Perintah soal:
Ubah sebutan "tyre" menjadi "tire" pada baris-baris mulai dari baris yang memuat "Keypoint placement: for each instance of the white incident" sampai akhir catatan. Tuliskan kembali hanya baris-baris itu dan biarkan bagian lainnya tetap sama.

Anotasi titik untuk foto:
════════

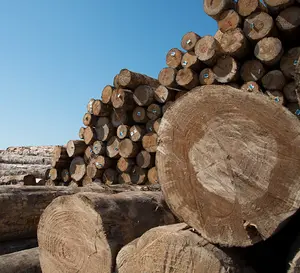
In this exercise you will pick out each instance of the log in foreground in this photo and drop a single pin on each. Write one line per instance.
(25, 261)
(234, 177)
(177, 249)
(96, 226)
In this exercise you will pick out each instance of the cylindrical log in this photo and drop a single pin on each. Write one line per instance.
(259, 25)
(95, 227)
(118, 117)
(232, 178)
(187, 78)
(144, 95)
(136, 132)
(77, 168)
(252, 70)
(106, 94)
(234, 43)
(189, 41)
(167, 77)
(289, 62)
(273, 80)
(149, 142)
(112, 147)
(269, 50)
(25, 261)
(99, 147)
(138, 175)
(128, 148)
(289, 92)
(162, 94)
(226, 69)
(190, 60)
(125, 164)
(89, 135)
(173, 58)
(207, 77)
(122, 98)
(229, 20)
(152, 175)
(145, 159)
(104, 129)
(132, 80)
(139, 115)
(154, 111)
(207, 50)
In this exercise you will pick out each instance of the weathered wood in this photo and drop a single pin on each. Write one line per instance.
(131, 80)
(193, 253)
(25, 261)
(207, 50)
(289, 62)
(136, 132)
(144, 95)
(139, 115)
(289, 92)
(145, 160)
(125, 164)
(76, 148)
(99, 147)
(167, 77)
(112, 147)
(235, 43)
(128, 148)
(173, 58)
(187, 78)
(106, 94)
(273, 80)
(226, 69)
(229, 20)
(269, 50)
(153, 176)
(149, 142)
(189, 41)
(252, 70)
(96, 226)
(190, 60)
(207, 77)
(122, 98)
(154, 111)
(219, 181)
(77, 168)
(259, 25)
(162, 94)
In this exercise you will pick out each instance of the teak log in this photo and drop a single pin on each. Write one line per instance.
(162, 244)
(96, 226)
(252, 70)
(173, 58)
(144, 95)
(131, 80)
(25, 261)
(234, 191)
(189, 41)
(273, 80)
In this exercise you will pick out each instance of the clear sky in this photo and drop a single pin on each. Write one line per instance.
(57, 54)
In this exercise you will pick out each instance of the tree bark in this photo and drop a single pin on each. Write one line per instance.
(193, 253)
(25, 261)
(235, 172)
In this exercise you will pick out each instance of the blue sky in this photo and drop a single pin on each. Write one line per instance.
(56, 55)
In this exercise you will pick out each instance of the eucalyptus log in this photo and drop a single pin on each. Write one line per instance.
(173, 58)
(216, 178)
(95, 227)
(269, 50)
(189, 41)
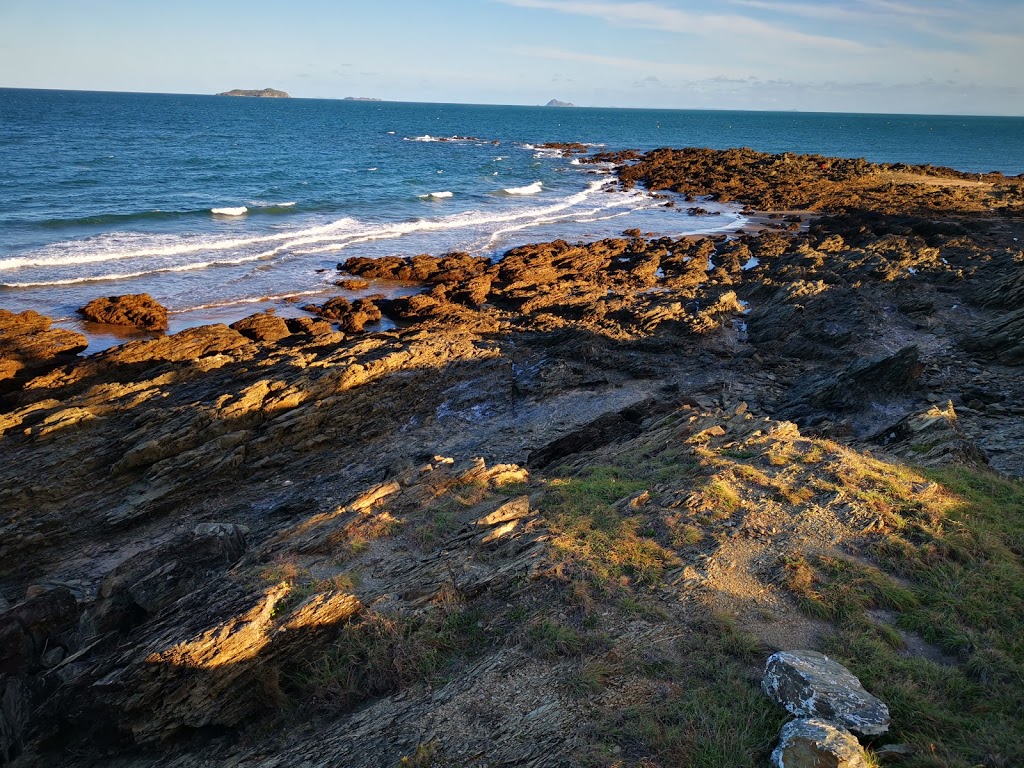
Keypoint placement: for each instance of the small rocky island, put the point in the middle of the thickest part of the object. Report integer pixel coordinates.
(265, 93)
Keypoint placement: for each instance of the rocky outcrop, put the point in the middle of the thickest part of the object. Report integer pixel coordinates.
(809, 684)
(933, 437)
(1001, 340)
(30, 347)
(262, 327)
(817, 743)
(264, 93)
(350, 316)
(135, 310)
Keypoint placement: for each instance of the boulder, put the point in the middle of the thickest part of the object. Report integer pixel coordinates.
(308, 326)
(262, 327)
(136, 310)
(817, 743)
(809, 684)
(933, 437)
(34, 626)
(351, 317)
(352, 284)
(1000, 340)
(29, 346)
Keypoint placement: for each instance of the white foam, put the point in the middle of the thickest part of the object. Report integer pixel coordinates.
(128, 275)
(121, 246)
(527, 189)
(466, 220)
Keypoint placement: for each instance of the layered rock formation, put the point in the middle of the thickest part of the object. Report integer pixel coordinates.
(501, 529)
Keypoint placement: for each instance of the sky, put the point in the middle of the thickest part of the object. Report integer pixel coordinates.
(907, 56)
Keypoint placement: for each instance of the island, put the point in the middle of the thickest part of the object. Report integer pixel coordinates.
(265, 93)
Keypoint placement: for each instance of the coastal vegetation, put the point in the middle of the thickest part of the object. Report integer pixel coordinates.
(561, 513)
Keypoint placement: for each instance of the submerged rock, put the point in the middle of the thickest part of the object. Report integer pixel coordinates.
(809, 684)
(30, 346)
(136, 310)
(817, 743)
(262, 327)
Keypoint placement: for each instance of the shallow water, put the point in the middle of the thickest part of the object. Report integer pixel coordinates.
(208, 202)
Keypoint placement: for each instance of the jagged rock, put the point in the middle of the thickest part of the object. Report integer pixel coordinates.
(15, 712)
(351, 316)
(33, 626)
(607, 428)
(308, 326)
(817, 743)
(262, 327)
(136, 310)
(932, 438)
(809, 684)
(29, 346)
(148, 582)
(220, 675)
(1000, 340)
(450, 268)
(473, 292)
(855, 384)
(352, 284)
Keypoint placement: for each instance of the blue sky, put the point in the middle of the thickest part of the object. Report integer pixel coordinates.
(943, 56)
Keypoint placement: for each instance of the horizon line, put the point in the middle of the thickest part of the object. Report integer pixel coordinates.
(371, 99)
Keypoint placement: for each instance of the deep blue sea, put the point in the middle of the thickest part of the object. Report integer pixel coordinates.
(220, 206)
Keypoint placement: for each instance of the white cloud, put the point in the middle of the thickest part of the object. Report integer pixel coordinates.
(651, 15)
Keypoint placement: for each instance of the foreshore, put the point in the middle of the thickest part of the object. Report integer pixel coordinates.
(558, 495)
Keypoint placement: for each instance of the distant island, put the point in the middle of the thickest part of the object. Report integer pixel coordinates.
(265, 93)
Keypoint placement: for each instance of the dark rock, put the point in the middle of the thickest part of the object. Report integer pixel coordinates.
(308, 326)
(1001, 340)
(30, 628)
(352, 316)
(809, 684)
(861, 381)
(262, 327)
(934, 437)
(135, 310)
(352, 284)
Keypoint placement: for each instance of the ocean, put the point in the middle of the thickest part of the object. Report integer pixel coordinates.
(219, 207)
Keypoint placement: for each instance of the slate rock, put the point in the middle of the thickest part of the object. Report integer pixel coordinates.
(136, 310)
(809, 684)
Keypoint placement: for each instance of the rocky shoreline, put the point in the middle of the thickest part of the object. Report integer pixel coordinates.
(201, 528)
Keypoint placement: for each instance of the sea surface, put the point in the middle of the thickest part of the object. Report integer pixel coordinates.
(221, 206)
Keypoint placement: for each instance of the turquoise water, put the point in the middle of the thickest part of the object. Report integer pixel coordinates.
(211, 202)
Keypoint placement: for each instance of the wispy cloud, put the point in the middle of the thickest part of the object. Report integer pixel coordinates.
(654, 15)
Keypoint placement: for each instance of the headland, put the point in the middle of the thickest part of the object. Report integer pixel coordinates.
(562, 511)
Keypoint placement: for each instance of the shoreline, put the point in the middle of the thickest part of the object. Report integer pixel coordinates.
(585, 485)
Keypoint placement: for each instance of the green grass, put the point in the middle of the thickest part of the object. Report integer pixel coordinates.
(707, 709)
(379, 654)
(958, 561)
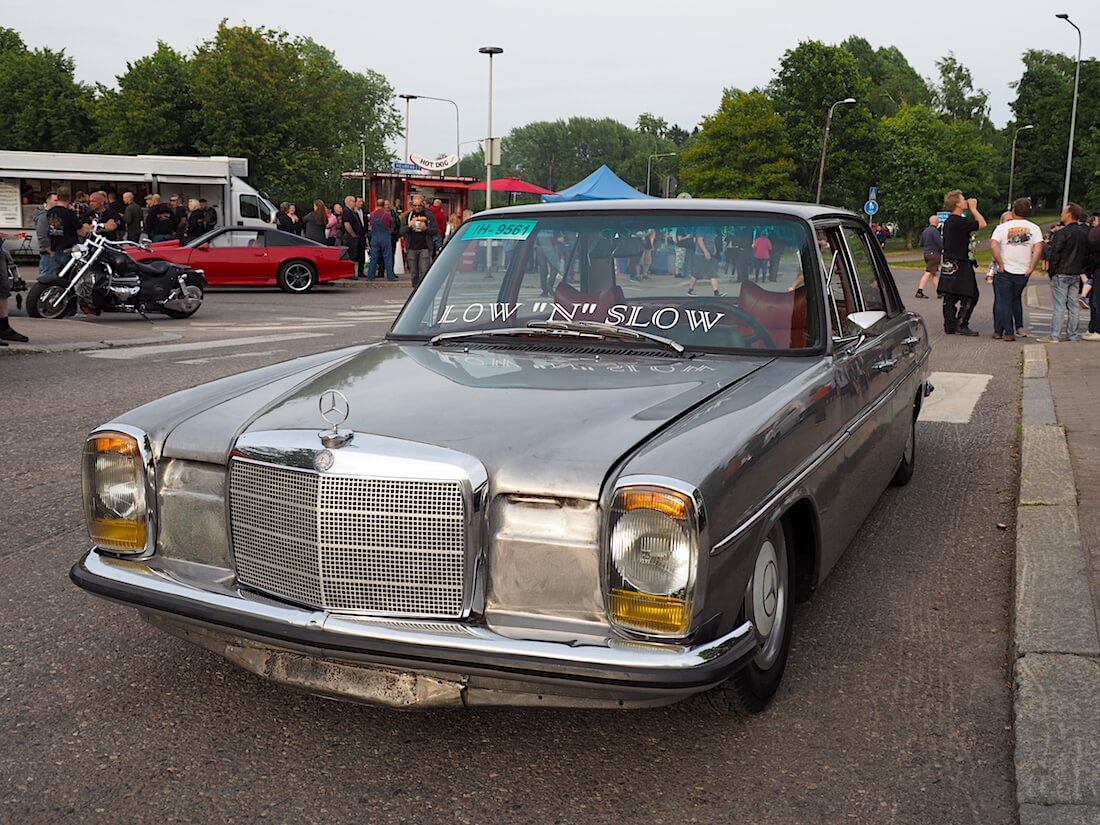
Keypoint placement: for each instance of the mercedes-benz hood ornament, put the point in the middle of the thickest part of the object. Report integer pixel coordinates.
(334, 410)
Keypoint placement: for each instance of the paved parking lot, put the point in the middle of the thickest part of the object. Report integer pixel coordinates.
(895, 707)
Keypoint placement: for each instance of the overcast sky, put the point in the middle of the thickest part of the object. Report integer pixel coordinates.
(571, 57)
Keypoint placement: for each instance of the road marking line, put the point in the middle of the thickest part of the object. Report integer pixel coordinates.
(136, 352)
(230, 355)
(955, 398)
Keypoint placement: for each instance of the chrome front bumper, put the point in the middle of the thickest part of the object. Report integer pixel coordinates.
(482, 666)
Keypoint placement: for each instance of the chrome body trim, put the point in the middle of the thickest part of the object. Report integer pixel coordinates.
(209, 597)
(373, 458)
(149, 466)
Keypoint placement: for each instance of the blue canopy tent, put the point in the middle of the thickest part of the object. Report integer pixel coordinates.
(601, 185)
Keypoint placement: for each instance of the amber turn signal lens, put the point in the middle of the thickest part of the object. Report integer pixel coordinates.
(114, 443)
(118, 534)
(656, 614)
(673, 505)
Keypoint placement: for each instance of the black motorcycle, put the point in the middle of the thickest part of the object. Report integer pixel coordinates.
(101, 277)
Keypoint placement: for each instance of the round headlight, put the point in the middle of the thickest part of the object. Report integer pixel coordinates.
(651, 551)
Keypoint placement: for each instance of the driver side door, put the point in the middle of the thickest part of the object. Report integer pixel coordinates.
(234, 256)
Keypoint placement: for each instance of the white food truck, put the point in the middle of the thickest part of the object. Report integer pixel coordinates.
(25, 178)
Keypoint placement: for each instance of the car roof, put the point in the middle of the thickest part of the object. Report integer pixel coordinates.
(805, 211)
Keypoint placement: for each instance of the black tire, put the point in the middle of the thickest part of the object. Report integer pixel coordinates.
(751, 689)
(39, 301)
(297, 277)
(904, 471)
(193, 281)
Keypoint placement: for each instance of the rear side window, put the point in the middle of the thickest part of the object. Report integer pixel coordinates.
(866, 274)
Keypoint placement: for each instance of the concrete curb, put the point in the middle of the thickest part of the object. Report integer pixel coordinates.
(1056, 669)
(81, 345)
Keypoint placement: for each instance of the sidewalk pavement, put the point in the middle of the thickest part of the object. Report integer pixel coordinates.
(1056, 671)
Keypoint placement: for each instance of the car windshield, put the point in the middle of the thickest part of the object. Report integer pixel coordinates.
(699, 279)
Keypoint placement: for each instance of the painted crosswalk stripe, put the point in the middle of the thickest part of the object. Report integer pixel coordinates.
(955, 398)
(136, 352)
(207, 360)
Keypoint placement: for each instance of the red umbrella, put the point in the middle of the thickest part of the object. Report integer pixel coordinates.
(513, 184)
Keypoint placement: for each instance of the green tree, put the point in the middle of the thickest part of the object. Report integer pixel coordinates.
(152, 111)
(288, 106)
(741, 152)
(956, 97)
(42, 108)
(1044, 96)
(925, 157)
(810, 79)
(894, 83)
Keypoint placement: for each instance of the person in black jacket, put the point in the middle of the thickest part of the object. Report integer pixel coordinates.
(196, 221)
(1068, 266)
(957, 284)
(355, 234)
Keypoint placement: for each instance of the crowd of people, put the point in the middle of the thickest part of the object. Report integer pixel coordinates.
(1069, 253)
(375, 234)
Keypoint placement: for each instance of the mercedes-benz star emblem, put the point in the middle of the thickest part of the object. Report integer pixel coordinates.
(334, 407)
(334, 410)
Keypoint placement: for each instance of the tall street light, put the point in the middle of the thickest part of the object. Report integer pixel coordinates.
(649, 165)
(406, 98)
(458, 146)
(828, 123)
(1012, 165)
(1073, 117)
(491, 51)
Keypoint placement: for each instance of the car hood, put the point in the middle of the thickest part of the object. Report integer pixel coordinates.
(552, 424)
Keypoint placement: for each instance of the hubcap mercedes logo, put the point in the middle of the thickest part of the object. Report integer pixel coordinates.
(334, 407)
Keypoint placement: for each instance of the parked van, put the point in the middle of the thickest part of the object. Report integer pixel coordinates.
(25, 178)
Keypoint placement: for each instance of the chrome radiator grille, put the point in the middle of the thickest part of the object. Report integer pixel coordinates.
(350, 543)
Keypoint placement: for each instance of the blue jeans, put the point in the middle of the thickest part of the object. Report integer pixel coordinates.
(1008, 303)
(1064, 299)
(382, 250)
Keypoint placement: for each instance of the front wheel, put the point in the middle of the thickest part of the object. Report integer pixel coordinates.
(297, 277)
(45, 300)
(768, 603)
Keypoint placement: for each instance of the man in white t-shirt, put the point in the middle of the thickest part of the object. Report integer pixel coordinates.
(1018, 246)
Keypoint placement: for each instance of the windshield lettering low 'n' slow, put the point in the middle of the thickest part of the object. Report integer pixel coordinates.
(704, 281)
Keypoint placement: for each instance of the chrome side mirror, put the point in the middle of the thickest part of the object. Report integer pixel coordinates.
(866, 320)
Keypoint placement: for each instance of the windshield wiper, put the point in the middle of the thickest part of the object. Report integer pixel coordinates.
(562, 329)
(607, 330)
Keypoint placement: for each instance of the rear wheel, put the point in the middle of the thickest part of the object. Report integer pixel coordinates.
(45, 301)
(297, 277)
(768, 602)
(904, 471)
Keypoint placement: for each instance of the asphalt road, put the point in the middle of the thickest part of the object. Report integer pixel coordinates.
(895, 707)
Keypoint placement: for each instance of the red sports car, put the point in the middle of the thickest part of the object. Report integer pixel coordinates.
(251, 256)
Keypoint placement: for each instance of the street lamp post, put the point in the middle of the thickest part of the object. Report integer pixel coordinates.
(828, 123)
(407, 98)
(362, 165)
(649, 165)
(1012, 164)
(1073, 116)
(491, 51)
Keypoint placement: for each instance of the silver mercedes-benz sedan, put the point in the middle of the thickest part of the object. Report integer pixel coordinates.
(601, 453)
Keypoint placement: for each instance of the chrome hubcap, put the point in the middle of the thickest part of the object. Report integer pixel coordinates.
(768, 598)
(298, 277)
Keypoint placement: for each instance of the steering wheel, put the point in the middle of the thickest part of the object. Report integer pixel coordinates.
(759, 332)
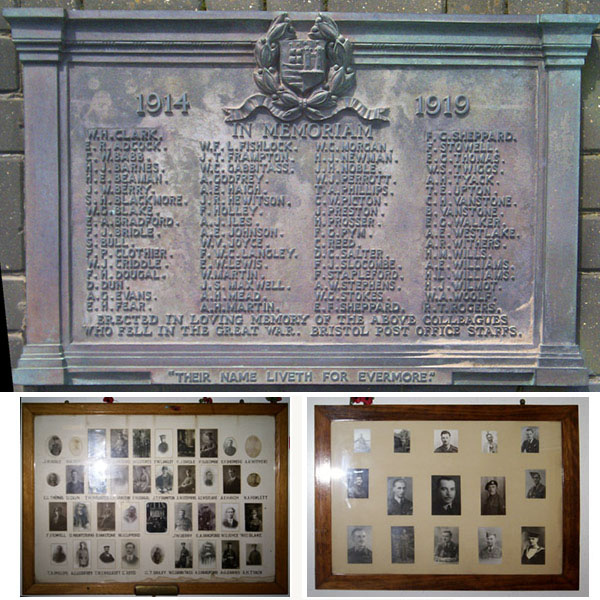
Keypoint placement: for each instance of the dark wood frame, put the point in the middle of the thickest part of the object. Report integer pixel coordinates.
(279, 411)
(568, 417)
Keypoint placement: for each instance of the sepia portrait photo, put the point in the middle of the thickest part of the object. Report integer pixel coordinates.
(141, 442)
(530, 439)
(445, 441)
(230, 554)
(402, 441)
(489, 442)
(208, 443)
(403, 544)
(399, 495)
(186, 443)
(164, 443)
(532, 545)
(493, 495)
(489, 540)
(207, 554)
(445, 494)
(362, 440)
(445, 541)
(358, 483)
(119, 443)
(183, 516)
(74, 477)
(535, 483)
(360, 544)
(142, 480)
(130, 520)
(186, 479)
(206, 516)
(96, 443)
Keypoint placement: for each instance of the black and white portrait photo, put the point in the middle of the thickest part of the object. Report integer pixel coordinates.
(253, 446)
(52, 479)
(445, 544)
(156, 517)
(97, 477)
(142, 480)
(362, 440)
(106, 516)
(489, 442)
(164, 479)
(230, 517)
(489, 540)
(403, 544)
(119, 479)
(183, 516)
(533, 541)
(209, 480)
(142, 443)
(535, 483)
(229, 446)
(232, 482)
(445, 495)
(106, 553)
(186, 443)
(206, 516)
(530, 439)
(164, 443)
(209, 439)
(399, 495)
(253, 516)
(58, 554)
(230, 554)
(55, 445)
(130, 520)
(253, 555)
(57, 516)
(445, 441)
(96, 443)
(183, 555)
(402, 441)
(74, 477)
(493, 494)
(186, 479)
(358, 483)
(119, 443)
(81, 516)
(207, 554)
(130, 558)
(157, 554)
(81, 559)
(360, 544)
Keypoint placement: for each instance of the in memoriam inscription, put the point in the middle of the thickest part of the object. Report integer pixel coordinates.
(372, 214)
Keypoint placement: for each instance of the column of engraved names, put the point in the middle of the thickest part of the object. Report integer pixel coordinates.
(127, 213)
(470, 224)
(353, 190)
(243, 257)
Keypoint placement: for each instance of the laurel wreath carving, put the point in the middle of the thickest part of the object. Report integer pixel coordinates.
(341, 76)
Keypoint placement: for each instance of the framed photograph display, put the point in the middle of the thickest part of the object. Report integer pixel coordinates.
(477, 498)
(155, 498)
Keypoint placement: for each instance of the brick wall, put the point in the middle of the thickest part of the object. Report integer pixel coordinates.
(11, 137)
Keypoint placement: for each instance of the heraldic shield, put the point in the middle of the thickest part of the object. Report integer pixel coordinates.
(302, 63)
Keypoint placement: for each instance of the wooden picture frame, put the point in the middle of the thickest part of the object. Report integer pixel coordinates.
(326, 576)
(278, 585)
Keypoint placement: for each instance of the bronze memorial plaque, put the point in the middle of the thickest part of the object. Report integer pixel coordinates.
(262, 198)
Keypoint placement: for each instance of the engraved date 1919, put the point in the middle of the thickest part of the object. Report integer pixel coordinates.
(154, 104)
(433, 106)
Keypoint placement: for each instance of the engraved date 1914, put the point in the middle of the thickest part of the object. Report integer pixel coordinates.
(433, 106)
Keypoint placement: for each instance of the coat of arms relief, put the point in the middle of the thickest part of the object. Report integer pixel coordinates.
(311, 77)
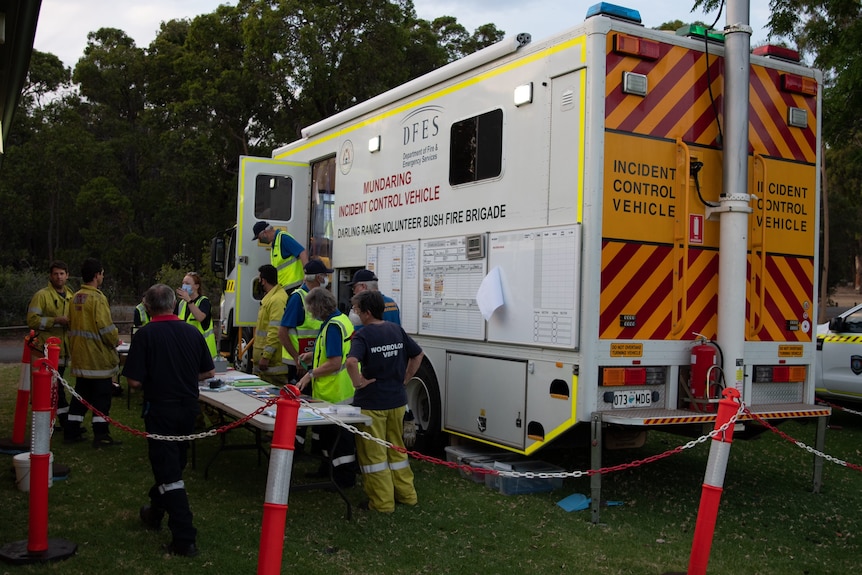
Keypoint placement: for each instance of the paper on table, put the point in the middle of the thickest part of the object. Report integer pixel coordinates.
(490, 294)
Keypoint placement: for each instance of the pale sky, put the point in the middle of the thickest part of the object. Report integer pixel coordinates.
(64, 24)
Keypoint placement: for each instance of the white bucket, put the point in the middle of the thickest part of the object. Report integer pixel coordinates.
(21, 462)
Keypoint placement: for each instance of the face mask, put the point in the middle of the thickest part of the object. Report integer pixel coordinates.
(354, 318)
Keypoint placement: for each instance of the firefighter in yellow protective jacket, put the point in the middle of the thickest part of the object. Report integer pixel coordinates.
(287, 255)
(330, 382)
(267, 348)
(48, 316)
(382, 360)
(93, 340)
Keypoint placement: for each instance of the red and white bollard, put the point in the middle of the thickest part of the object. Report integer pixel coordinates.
(22, 403)
(38, 547)
(713, 482)
(278, 482)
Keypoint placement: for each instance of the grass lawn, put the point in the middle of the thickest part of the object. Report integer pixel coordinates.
(769, 521)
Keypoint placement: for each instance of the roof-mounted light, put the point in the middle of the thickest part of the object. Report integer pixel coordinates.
(614, 11)
(700, 32)
(778, 53)
(799, 84)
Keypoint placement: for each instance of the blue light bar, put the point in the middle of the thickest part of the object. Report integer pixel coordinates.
(614, 11)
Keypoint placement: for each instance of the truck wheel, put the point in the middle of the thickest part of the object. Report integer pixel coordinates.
(423, 399)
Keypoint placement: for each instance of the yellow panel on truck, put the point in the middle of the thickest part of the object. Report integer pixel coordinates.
(663, 173)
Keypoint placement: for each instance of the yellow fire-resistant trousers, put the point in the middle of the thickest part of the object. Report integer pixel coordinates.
(386, 473)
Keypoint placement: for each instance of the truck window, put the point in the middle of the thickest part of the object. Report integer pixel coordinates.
(273, 197)
(476, 148)
(853, 323)
(322, 202)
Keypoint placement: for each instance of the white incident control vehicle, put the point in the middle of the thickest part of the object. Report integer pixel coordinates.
(838, 373)
(599, 230)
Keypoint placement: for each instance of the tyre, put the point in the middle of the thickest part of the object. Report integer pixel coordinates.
(423, 400)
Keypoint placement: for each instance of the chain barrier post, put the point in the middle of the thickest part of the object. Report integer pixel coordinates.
(38, 547)
(278, 482)
(713, 482)
(52, 353)
(22, 403)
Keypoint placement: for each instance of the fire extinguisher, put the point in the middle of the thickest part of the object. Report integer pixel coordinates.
(703, 377)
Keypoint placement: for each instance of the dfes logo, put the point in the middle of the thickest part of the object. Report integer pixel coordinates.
(421, 124)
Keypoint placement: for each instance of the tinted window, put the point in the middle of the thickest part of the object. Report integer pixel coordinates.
(476, 148)
(273, 197)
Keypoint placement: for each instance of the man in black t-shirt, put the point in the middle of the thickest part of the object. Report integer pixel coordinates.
(389, 358)
(167, 359)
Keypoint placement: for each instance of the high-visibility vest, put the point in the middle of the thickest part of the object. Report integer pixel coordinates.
(289, 269)
(335, 387)
(302, 336)
(185, 314)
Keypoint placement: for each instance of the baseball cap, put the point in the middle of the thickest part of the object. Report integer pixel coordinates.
(316, 267)
(363, 276)
(259, 227)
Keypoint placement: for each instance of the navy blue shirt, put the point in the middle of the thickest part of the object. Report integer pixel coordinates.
(167, 357)
(383, 350)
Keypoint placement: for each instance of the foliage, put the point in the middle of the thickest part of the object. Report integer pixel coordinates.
(769, 522)
(829, 32)
(16, 289)
(132, 156)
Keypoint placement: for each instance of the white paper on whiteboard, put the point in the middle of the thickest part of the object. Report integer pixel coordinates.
(490, 294)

════════

Penyelesaian soal:
Keypoint placement: for each instance of the white incident control vehicle, put the point in the middle of the thickest part of the object. Report integer pixel coordinates.
(838, 373)
(599, 230)
Keypoint placement: for each instance of the tire, put the point in the middle of the thickest part of the object. Report integer pixel coordinates.
(423, 400)
Keypoint placement: for each instance of the chain barrier post, put the point in the middle of the thickest part of the object. Report integer pixel coordinates.
(38, 547)
(278, 482)
(713, 482)
(52, 353)
(22, 403)
Keypoint placement: for each instance of the fire extinguisher, put the point in the middle of the thickest part of the object. Report integer pixel coordinates.
(703, 377)
Keypoint placement: for each instance of the dfes logo, put the point in the middle of the thickest part of the object. Report integer pixel coordinates.
(421, 124)
Keypoint placement: for each instance of the tinted window, put the point in the middle of the thickest part of the object. Report integer pixel coordinates.
(476, 148)
(273, 197)
Keypoint placement: for each instance of the man in black t-shirt, put the point in the middle of the thickest part of the object. Report integer pixel coordinates.
(389, 358)
(167, 359)
Keypoint placement: for each instance of the high-visibility vest, put the point in the middle of the thickest part of the object. Report integer pixel coordinates.
(289, 269)
(335, 387)
(302, 336)
(185, 314)
Keypoint placement: for each instance of the baseball cap, put the point in the middle of the thickest part of the object. Report integer pixel coordinates.
(316, 267)
(363, 276)
(259, 227)
Keypoint placement: for each instance of the navy blue shirt, put the point in the middle of the thickest part of the object. Report integer pixel coordinates.
(167, 357)
(383, 350)
Keypoint placement: for each instance of the foliage, put the point in the middle of the thickest part of the object. Report integer pixel coordinates.
(769, 522)
(829, 32)
(16, 289)
(132, 156)
Keypoint placement: for each instance of the white paper on whiteboard, put the point in the middle of the thickest part of the object. Report integer pixel coordinates.
(490, 294)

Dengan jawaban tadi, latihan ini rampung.